Collect each line in the rows below that contains the word "steel". The match is case-sensitive.

Stored data
====================
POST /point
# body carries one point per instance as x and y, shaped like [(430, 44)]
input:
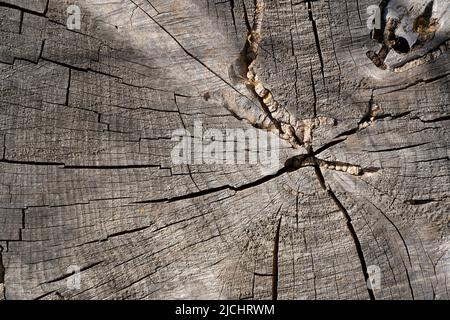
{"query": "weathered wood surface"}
[(86, 176)]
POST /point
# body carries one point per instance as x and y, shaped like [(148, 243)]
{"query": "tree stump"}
[(93, 205)]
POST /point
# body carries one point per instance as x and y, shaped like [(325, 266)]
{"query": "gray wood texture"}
[(87, 179)]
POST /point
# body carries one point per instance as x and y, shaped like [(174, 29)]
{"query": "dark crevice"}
[(233, 17), (16, 7), (397, 148), (2, 267), (21, 21), (72, 273), (120, 233), (443, 118), (355, 239), (328, 145), (187, 52), (314, 94), (398, 232), (113, 167), (349, 226), (409, 282), (316, 38), (73, 167), (418, 202), (275, 263), (218, 189)]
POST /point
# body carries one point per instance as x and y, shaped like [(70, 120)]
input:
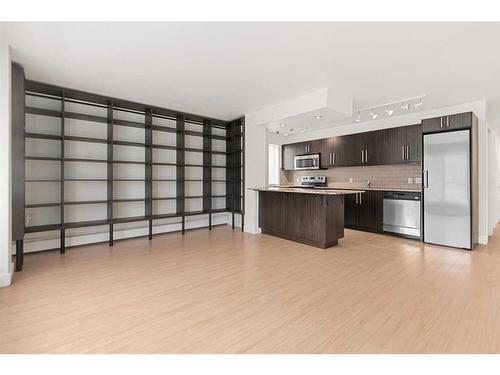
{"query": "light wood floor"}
[(228, 292)]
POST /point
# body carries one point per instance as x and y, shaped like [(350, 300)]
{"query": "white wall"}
[(5, 112), (256, 149)]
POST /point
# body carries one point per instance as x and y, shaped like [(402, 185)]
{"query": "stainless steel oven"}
[(309, 161)]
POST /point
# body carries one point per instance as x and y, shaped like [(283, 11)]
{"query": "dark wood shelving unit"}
[(231, 135)]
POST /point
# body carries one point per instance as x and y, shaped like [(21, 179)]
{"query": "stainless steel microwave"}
[(309, 161)]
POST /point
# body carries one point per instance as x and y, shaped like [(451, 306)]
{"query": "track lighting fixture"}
[(390, 108), (418, 104)]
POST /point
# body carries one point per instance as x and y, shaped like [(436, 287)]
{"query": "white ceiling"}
[(225, 70)]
====================
**EXERCISE ANSWER:**
{"query": "stainless steel oven"}
{"query": "stainless steel microwave"}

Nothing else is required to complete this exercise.